AUFGABEN
[1] Stimmen die folgenden Aussagen mit dem Text über Schwester Mechthild überein? Antworte jeweils mit Ja oder Nein und zitiere die ausschlaggebenden Worte aus dem Text wörtlich.
(a) Zisterzienserinnen leben immer im selben Kloster.
(b) Im Kloster erhielt sie den Namen „Benedikta“.
(c) Ihre Mutter lehnt den Entschluss der Tochter bis heute ab.
[2] Setze den Text über Schwester Mechthild bitte im Anschluss an seinen letzten Satz fort.

Iris Buttalla wird Novizin und durchläuft eine zweimal zweijährige Lebensphase, in der sie sich jeden Tag hinterfragen kann, ob das Nonnenleben wirklich der richtige Weg für sie ist: „Armut, Gehorsam, Keuschheit“. Ihre Mutter ist entsetzt und fragt, ob sie etwas falsch gemacht hat. Doch inzwischen akzeptiert sie den Entschluss der Tochter.

Der Wahlspruch ihres Ordens: „Stabilitas loci“ – bis zum Tode an einem Ort, bedeutet, dass Zisterzienserinnen immer im selben Kloster leben. „Wir laufen nicht davon“, sagt Schwester Mechthild. „Warum auch? Die Probleme, die man an einem Ort hat, nimmt man ja mit. Weil sie in einem selbst stecken.“ Es sei allemal besser, an den Problemen zu arbeiten.

Und die Sache mit der Keuschheit? Auch da zögert die 49-Jährige keinen Augenblick mit einer Antwort und verrät in ihrer offenen Art: Sie habe mal versucht, mit einem Mann zusammenzuleben. „Aber ich bin zu dem Schluss gekommen, dass Ehe nichts für mich ist. Ich liebe zwar Kinder, aber eigene wollte ich auch nicht. Darum war das Thema Partnerschaft für mich bereits vor dem Eintritt in den Orden abgeschlossen.“

Dann lässt sie einen weiteren Blick in ihr Innerstes zu: „Ich habe nur für den Job gelebt und bin abends todmüde ins Bett gefallen.“ Zum Schluss habe sie auf ihren Urlaubsreisen nicht mal mehr Adressen ausgetauscht: „Ich wusste ja, dass ich meinen Bekanntschaften doch nicht schreiben würde.“ In ihrer Wohnung hätten nur Kakteen gestanden. „Damit ich niemanden bitten muss, sich in meiner Abwesenheit um die Pflanzen zu kümmern.“

Es sei eine „unglaubliche Freude“ für sie gewesen, „sich Gott zu schenken und mich in Liebe zu Jesus mit ihm zu vermählen“. Aus der weltlichen Iris Buttalla wurde die Nonne Mechthild. „Den Namen kann man selbst wählen. Aber das letzte Wort hat die Äbtissin.“ Sie selbst habe sich mit Blick auf den Benediktiner-Orden den Namen „Benedikta“ gut vorstellen können. „Doch den hat es im Kloster schon gegeben. Dann habe sie von „Mechthild“, der Schwester der ersten Äbtissin in Helfta, erfahren, und der Name sei ihr nicht mehr aus dem Kopf gegangen.

BEREITGESTELLTE DATEN
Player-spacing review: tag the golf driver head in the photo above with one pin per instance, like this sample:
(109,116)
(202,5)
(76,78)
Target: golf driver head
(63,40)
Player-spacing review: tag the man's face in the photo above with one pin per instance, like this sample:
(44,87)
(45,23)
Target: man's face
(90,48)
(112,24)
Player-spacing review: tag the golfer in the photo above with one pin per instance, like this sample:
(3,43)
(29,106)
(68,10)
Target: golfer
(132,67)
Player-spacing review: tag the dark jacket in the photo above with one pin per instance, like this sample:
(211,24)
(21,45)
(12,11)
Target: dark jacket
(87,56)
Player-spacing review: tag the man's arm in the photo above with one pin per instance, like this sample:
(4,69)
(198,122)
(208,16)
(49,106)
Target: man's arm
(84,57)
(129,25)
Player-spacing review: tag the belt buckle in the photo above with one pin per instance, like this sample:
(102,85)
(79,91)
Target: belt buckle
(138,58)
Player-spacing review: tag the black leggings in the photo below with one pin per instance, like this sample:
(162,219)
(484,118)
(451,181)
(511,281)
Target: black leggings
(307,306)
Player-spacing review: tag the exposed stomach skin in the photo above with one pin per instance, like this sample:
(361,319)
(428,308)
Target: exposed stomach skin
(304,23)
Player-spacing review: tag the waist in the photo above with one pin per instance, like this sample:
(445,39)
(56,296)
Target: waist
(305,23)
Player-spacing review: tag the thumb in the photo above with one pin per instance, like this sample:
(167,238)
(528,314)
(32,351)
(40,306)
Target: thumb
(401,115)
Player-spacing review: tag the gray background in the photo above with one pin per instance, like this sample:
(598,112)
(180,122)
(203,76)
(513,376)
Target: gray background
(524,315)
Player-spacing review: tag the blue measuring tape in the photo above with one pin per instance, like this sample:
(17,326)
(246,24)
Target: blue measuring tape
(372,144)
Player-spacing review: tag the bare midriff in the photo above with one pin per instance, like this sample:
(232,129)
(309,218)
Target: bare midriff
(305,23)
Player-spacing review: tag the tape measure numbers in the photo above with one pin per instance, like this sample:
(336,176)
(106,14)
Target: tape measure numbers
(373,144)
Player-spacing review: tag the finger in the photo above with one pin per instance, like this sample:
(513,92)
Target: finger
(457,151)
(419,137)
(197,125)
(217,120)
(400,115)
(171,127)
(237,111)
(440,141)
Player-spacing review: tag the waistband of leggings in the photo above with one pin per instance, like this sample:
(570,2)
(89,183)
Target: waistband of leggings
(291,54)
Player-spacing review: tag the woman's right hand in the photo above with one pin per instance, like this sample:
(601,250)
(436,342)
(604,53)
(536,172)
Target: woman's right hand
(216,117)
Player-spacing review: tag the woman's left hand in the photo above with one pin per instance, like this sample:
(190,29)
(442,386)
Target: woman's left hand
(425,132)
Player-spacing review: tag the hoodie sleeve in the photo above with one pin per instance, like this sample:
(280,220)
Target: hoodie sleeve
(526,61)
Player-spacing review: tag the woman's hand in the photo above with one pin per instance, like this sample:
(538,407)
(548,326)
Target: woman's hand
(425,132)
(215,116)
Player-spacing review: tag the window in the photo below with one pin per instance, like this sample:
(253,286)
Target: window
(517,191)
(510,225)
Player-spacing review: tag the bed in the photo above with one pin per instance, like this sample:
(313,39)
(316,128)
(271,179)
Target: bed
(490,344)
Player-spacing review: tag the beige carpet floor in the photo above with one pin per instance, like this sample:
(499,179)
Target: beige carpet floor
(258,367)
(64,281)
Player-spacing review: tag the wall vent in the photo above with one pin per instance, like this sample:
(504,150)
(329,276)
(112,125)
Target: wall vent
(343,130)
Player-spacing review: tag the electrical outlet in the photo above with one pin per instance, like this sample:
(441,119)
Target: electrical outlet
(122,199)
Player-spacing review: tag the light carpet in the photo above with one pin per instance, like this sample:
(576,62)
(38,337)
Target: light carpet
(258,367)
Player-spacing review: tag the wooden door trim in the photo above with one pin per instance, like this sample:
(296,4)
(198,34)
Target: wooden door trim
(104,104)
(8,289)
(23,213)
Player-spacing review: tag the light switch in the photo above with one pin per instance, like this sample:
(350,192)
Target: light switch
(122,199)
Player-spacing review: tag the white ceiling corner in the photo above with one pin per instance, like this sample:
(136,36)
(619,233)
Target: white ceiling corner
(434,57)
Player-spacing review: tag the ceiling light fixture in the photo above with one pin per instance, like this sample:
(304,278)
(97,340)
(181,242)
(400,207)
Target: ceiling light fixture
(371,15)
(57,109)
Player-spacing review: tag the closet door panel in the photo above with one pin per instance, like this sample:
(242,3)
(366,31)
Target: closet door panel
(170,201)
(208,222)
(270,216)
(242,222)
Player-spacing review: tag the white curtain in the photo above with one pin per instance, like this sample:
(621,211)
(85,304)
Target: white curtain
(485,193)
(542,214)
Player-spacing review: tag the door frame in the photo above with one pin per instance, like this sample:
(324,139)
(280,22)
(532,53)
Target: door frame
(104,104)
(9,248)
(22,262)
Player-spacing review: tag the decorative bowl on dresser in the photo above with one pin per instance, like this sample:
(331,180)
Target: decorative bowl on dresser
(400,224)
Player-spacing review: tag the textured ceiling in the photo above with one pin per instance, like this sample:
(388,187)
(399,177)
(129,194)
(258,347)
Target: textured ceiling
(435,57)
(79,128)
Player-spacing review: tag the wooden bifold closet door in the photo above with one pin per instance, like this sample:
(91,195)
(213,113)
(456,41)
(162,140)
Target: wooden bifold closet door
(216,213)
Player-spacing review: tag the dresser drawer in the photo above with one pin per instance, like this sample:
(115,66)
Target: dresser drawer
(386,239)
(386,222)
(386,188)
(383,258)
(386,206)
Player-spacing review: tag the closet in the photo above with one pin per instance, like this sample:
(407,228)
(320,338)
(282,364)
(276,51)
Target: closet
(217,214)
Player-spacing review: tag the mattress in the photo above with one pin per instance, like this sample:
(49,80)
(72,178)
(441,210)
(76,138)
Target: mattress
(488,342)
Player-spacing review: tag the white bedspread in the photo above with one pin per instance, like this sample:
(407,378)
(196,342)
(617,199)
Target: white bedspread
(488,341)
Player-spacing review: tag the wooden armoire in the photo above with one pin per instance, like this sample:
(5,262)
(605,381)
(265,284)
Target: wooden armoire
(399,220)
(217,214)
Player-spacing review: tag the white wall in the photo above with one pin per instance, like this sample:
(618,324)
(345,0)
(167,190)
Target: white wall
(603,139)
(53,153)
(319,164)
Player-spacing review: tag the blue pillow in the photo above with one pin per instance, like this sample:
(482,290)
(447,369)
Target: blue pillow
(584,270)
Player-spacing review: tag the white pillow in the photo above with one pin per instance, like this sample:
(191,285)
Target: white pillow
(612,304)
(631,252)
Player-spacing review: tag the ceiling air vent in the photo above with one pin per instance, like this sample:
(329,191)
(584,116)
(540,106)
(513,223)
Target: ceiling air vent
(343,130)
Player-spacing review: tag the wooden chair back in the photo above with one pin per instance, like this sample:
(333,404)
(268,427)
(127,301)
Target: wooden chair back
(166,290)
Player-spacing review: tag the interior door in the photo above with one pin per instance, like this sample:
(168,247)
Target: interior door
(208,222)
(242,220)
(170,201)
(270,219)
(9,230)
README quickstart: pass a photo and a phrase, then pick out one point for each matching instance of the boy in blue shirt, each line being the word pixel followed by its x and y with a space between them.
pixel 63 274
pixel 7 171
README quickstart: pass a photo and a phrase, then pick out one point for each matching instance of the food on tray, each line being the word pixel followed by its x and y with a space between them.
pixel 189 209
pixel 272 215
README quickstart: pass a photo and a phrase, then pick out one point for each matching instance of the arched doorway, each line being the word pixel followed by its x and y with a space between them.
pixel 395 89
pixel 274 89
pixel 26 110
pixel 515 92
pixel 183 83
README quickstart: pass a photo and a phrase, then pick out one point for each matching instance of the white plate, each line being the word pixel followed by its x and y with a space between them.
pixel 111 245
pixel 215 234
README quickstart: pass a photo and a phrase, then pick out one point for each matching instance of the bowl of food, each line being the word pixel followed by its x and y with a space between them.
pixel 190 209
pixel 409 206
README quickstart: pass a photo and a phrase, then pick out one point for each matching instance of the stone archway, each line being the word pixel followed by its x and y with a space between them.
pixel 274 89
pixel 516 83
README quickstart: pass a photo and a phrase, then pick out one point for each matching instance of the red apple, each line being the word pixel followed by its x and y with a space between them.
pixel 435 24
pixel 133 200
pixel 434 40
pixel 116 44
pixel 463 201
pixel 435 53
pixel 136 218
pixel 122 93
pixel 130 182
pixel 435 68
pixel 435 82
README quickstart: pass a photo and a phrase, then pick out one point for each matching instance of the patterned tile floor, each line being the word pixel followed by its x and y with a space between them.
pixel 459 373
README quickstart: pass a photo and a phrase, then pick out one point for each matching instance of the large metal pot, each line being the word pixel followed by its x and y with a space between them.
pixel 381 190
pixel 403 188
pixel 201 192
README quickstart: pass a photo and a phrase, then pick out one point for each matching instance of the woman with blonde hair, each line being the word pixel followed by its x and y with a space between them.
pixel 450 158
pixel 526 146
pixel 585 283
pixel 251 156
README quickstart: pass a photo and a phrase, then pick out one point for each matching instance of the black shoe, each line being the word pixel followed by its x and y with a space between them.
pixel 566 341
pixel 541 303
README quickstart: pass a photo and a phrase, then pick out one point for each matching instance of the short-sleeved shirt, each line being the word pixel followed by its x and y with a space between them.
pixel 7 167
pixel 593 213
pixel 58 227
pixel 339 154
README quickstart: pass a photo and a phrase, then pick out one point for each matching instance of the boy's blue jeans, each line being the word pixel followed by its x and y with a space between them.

LÖSUNGEN
[1]
(a) Ja: „dass Zisterzienserinnen immer im selben Kloster leben“
(b) Nein: „Aus der weltlichen Iris Buttalla wurde die Nonne Mechthild.“
(c) Nein: „Doch inzwischen akzeptiert sie den Entschluss der Tochter.“

[2]
Zuerst wird ihr die Verwaltung des Konvents übertragen, die sie aufbaut. Dann arbeitet sie im Klosterladen, kümmert sich ums Gästehaus und bereitet hin und wieder das Mittagessen zu. Mit dem bunten Aufgabenspektrum habe ihr Priorin Christiane „Freiheit geschenkt“.

Wenn Schwester Mechthild in der Mittagspause mit Klosterhund „Merry“ das Sankt Marien verlassen darf, um Gassi zu gehen, kommt sie oft ins Gespräch mit anderen Menschen. „Ich werde angesprochen. Menschen schildern mir ihre Probleme.“ Krankheit, Ehe, Job – die Palette sei breit. „Ich höre zu. Versuche Mut zu machen, zu raten. Die Menschen liegen mir am Herzen“, sagt sie. „Ich bete für Sie“, so verabschiede sie sich. Und das ist keine Floskel für die Nonne. Was sie niemals mache, sei, „zu missionieren“. Es sei auch nicht nötig, dass die Menschen sofort in die Kirche rennen und dort beteten. „Das innere Gespräch mit Gott“ braucht keine Kirche.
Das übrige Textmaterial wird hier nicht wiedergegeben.